**SUPPLIED MATERIAL**
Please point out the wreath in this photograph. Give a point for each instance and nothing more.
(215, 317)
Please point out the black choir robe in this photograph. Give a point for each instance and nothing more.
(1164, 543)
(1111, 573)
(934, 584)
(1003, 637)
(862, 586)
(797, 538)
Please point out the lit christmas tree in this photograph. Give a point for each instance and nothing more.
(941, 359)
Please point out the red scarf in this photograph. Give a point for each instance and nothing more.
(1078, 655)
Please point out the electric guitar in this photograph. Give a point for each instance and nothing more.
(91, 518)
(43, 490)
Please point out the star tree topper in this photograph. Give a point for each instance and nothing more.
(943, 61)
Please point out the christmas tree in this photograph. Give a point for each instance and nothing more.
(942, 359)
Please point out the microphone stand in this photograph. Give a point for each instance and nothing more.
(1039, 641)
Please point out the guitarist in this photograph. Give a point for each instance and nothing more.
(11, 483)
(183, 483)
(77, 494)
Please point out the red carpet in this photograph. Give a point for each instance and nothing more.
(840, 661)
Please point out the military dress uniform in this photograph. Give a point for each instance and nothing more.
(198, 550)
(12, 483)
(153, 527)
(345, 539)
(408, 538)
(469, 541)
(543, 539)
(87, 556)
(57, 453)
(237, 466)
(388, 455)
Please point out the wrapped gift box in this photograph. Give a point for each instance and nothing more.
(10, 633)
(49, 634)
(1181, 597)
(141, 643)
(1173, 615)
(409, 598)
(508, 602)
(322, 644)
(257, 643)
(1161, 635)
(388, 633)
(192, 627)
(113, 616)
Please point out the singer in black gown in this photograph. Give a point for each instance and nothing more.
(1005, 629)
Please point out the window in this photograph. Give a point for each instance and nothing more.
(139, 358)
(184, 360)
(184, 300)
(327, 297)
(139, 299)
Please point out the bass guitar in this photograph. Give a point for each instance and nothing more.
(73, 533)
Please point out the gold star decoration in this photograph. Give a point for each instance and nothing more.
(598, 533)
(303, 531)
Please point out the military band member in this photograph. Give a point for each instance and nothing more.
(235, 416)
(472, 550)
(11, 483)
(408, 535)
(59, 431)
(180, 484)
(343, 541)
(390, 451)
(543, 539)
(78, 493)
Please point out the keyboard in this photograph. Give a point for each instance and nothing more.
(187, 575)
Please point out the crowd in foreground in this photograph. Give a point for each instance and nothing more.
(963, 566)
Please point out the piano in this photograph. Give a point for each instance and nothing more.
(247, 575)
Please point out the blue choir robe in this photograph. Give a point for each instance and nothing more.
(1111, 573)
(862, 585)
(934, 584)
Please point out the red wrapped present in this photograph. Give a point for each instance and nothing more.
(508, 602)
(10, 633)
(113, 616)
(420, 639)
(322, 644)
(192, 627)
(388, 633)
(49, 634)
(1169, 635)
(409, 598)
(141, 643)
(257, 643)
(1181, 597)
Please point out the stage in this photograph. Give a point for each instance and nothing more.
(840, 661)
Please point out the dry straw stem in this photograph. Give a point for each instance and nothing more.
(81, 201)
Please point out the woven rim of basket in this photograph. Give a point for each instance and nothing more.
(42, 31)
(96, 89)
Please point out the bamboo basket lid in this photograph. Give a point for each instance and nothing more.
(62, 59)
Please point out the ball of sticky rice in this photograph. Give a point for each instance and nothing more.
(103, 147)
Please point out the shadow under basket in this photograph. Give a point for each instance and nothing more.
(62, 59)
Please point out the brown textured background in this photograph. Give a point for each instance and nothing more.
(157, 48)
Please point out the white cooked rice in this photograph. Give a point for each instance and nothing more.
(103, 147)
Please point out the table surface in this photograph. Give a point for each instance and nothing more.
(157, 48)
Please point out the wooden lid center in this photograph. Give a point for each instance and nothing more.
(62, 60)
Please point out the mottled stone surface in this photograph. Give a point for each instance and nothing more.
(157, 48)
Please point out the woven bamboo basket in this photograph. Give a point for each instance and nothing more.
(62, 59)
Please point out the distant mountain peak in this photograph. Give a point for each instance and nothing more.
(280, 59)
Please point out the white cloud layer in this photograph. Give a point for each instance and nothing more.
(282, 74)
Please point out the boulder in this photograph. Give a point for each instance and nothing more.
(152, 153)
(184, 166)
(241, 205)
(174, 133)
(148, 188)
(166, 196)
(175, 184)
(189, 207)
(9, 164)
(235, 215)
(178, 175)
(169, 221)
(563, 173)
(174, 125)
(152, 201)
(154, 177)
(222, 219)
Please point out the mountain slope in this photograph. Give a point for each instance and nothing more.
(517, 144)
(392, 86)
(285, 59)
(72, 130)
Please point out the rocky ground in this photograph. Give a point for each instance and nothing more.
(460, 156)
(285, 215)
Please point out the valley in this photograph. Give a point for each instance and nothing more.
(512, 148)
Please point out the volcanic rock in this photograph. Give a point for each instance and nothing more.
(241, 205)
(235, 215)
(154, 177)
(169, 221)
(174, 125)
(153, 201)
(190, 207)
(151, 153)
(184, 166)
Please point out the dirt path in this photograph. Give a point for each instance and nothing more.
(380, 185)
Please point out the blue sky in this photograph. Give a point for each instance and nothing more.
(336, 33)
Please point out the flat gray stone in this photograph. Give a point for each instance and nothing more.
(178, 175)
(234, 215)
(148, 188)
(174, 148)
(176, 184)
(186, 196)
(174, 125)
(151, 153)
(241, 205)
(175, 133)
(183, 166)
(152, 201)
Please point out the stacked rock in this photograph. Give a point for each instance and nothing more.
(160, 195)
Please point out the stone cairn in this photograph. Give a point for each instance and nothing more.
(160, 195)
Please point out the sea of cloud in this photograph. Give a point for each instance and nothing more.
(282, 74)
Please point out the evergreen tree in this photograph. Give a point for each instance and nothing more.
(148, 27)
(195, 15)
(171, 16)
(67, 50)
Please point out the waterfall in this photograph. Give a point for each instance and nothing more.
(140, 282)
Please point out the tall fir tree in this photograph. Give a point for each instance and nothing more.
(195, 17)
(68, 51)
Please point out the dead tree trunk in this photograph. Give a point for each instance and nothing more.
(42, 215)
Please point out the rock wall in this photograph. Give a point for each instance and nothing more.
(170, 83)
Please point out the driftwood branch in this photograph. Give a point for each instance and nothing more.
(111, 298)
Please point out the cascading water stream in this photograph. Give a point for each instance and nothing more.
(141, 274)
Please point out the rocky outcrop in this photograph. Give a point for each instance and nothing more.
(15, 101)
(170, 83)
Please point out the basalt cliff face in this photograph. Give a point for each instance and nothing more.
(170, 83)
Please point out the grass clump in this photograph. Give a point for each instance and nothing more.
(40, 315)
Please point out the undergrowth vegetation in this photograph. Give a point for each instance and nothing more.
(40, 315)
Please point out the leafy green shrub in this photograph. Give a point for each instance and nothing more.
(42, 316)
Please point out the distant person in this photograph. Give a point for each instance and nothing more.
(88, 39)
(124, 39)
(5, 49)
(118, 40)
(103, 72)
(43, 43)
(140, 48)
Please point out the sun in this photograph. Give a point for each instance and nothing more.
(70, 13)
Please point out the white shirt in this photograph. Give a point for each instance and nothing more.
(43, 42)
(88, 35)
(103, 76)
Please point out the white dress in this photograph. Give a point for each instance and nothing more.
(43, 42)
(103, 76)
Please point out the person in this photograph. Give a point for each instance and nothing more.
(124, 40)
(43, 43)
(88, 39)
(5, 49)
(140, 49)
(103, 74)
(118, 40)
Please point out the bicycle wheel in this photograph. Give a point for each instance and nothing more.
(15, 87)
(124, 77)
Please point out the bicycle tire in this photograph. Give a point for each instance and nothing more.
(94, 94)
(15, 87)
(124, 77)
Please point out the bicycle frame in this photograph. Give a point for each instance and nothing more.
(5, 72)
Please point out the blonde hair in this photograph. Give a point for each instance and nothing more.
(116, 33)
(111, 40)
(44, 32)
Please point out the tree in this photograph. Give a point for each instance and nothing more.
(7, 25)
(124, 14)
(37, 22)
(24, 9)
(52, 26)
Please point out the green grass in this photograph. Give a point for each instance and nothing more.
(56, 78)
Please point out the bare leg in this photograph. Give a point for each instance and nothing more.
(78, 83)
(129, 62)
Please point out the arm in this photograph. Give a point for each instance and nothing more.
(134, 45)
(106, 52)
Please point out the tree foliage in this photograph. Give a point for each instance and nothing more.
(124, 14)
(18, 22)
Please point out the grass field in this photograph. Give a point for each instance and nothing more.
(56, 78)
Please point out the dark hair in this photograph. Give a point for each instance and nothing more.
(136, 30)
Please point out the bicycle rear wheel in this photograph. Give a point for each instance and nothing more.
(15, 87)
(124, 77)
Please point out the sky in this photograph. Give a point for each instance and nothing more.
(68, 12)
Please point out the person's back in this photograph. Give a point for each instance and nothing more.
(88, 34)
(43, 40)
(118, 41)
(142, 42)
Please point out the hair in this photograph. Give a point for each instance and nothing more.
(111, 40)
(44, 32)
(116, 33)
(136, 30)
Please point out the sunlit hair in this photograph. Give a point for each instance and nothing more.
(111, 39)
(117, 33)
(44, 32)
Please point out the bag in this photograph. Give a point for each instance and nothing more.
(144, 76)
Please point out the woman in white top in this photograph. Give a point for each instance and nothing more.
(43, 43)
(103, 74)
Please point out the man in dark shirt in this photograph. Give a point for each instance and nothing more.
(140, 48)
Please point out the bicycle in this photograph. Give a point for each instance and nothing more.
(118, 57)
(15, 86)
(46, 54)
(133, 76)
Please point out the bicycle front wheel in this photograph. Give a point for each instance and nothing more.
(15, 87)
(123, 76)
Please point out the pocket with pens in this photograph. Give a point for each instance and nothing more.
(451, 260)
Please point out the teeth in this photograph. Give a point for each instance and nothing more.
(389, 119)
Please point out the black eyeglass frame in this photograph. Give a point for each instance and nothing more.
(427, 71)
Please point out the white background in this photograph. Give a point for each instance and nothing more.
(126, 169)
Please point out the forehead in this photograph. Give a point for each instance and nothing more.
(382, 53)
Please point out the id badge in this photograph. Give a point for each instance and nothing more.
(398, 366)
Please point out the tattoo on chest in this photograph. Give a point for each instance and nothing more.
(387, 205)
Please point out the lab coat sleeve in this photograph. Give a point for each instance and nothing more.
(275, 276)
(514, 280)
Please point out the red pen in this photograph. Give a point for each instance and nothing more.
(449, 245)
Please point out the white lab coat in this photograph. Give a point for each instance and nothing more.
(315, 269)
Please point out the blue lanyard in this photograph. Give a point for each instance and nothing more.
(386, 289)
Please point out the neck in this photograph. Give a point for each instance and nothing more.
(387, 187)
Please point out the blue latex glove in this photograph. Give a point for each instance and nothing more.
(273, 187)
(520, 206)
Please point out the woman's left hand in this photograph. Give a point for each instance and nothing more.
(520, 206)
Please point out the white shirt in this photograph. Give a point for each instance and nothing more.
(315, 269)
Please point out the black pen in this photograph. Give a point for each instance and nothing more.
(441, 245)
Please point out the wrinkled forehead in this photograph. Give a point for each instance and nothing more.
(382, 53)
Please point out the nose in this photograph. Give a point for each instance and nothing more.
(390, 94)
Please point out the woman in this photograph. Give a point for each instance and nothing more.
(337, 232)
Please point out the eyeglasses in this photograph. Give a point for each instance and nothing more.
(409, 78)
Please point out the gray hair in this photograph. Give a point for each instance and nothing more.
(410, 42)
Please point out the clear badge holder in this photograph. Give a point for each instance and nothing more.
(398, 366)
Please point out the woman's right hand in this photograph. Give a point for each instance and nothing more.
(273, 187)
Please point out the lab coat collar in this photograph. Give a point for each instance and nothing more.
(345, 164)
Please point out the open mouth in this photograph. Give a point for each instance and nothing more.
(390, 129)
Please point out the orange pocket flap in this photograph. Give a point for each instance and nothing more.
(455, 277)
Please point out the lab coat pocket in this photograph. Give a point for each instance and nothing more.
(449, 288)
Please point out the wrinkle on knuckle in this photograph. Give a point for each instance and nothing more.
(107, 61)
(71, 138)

**DIRECTIONS FOR THIS TASK**
The line containing "Please point out the wrinkle on" and all lines after it, through the last line of the data, should be retyped exactly.

**REPLY TO THE TASK**
Please point out the wrinkle on knuckle in this photograph. Give a point for each instance and nothing more.
(107, 61)
(71, 138)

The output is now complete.